Create a free profile to get unlimited access to exclusive videos, breaking news, sweepstakes, and more!
New Details Released in YouTube Shooter Nasim Aghdam's Autopsy
Nasim Aghdam stormed the YouTube offices in San Bruno on April 3 and injured three people before turning the gun on herself.
A California coroner released an autopsy report of YouTube shooter Nasim Aghdam that revealed key details about her death.
After shooting her way into the company's headquarters in San Bruno and wounding three employees, Aghdam, 38, pointed her 9mm Smith and Wesson at her chest and shot herself at a 15-degree downward angle, right through her heart, according to the report, cited by The Mercury News.
“There is an extensive area of destruction of the heart,” the report from the San Mateo County Coroner’s Office said. “Other than the gunshot wound the heart appears to be non-remarkable.”
She was wearing recently applied lipstick and had a gold and black scarf around her neck. She kept her sunglasses on the top of her head and she wore two pairs of socks and sneakers with three colors. She had on black pants and a white sweater with pastel-colored patterns, which was soaked with blood from the bullet. The projectile hit her left lung and went through her left rib and out her body.
Her hair was starting to gray, the report said, and she was 5-foot-5-and-a-half and 114 pounds. There wasn't any evidence of alcohol or drugs in her system, the report said, or any medical conditions that could have contributed to her mental state.

— Extracted material —
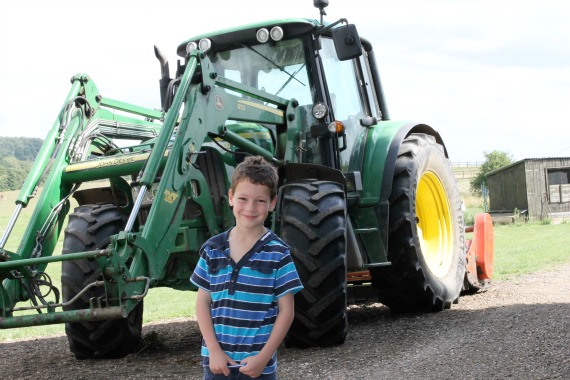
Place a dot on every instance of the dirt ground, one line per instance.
(517, 329)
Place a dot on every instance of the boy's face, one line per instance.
(251, 204)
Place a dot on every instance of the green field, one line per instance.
(520, 248)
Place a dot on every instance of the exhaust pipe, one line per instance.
(164, 76)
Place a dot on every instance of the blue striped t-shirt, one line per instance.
(244, 294)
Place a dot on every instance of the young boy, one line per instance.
(246, 280)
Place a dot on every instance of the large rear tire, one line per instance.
(89, 228)
(426, 243)
(313, 223)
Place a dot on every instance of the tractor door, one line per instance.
(353, 102)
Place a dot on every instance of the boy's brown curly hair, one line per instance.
(258, 171)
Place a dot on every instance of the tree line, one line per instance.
(17, 155)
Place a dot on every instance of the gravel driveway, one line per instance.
(518, 329)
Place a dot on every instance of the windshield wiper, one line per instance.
(275, 64)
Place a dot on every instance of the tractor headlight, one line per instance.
(191, 47)
(205, 44)
(262, 35)
(276, 33)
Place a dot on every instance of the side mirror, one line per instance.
(346, 42)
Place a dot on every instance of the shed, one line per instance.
(539, 186)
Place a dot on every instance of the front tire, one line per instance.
(89, 228)
(426, 243)
(313, 223)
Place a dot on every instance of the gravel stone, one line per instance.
(518, 328)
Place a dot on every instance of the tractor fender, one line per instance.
(379, 162)
(382, 147)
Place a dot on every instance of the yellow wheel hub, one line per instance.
(435, 224)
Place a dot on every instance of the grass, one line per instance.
(519, 249)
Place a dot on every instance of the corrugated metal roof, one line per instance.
(524, 160)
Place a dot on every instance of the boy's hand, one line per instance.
(219, 361)
(253, 366)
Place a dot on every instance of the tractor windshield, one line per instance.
(278, 69)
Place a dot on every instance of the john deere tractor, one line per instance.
(369, 205)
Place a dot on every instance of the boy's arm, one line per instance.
(218, 358)
(256, 364)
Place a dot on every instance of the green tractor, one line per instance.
(369, 206)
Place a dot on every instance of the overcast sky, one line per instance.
(488, 75)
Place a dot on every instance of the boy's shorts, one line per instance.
(235, 374)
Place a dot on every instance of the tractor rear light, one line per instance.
(276, 33)
(191, 47)
(320, 110)
(262, 35)
(205, 44)
(336, 127)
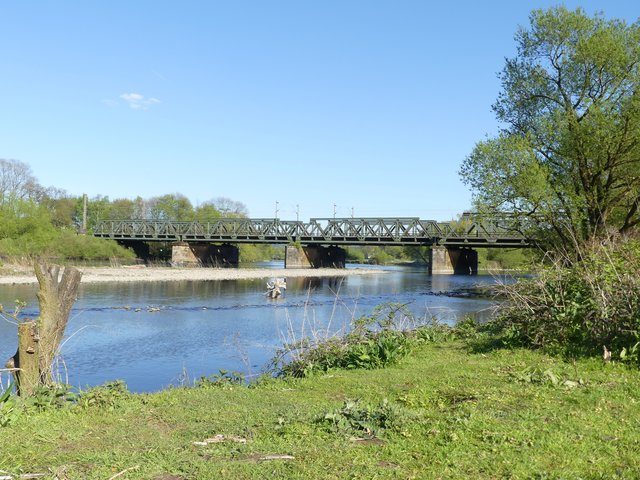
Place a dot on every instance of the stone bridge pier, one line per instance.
(453, 260)
(184, 254)
(314, 256)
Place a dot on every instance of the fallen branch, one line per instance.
(25, 476)
(124, 471)
(220, 439)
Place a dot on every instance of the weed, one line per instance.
(579, 308)
(109, 396)
(221, 379)
(357, 418)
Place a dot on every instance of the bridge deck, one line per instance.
(470, 232)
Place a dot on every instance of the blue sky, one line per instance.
(353, 106)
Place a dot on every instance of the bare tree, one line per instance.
(39, 342)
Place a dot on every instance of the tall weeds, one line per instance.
(579, 308)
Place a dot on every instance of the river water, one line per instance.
(152, 335)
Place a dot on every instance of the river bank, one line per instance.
(18, 274)
(442, 412)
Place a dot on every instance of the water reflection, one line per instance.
(148, 334)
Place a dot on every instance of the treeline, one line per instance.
(46, 221)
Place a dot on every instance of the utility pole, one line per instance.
(83, 230)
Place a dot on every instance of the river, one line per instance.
(153, 335)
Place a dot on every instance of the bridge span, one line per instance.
(319, 241)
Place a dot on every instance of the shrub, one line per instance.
(356, 418)
(581, 308)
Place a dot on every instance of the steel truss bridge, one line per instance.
(471, 231)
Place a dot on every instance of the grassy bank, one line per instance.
(442, 412)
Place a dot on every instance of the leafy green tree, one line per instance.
(568, 158)
(207, 211)
(172, 207)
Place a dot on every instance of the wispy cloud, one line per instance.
(139, 102)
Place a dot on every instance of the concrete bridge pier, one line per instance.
(184, 254)
(453, 260)
(141, 249)
(314, 256)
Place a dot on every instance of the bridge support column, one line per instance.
(184, 254)
(450, 260)
(314, 256)
(141, 249)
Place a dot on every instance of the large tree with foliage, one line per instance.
(568, 157)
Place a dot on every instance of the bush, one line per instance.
(581, 308)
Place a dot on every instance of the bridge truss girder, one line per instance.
(498, 232)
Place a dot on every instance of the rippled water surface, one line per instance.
(152, 335)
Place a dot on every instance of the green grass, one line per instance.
(448, 414)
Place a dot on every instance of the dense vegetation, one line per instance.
(568, 162)
(39, 221)
(568, 158)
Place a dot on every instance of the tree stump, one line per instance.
(38, 342)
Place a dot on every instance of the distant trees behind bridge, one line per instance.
(45, 221)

— Task —
Extend the news article on Nasim Aghdam's autopsy report, beginning after its last sentence.

— Result of the exercise —
Aghdam allegedly stormed the YouTube offices because she said they were censoring her videos and shrinking her audience and income, according to The Mercury News. She was living in California’s Imperial Valley with her parents, but she disappeared in the days before the shooting. Aghdam's father notified police and said his daughter was missing and had a problem with the social media site. Mountain View police found her in a car in a parking lot the night before the shooting, and eventually released the footage, shown here on KGO-TV in San Francisco.
They asked her: “You don’t want to hurt yourself, do you?”
“No,” she said.
“And you don’t want to hurt anyone else? You don’t want to commit suicide or anything like that, right?” an officer asked.
“No,” Aghdam answered.
Her father said the police should have done more to stop his daughter.
“Police didn’t do nothing,” her father said in an interview with The Mercury News last month. “I told them she had a problem with YouTube. They should have followed her.”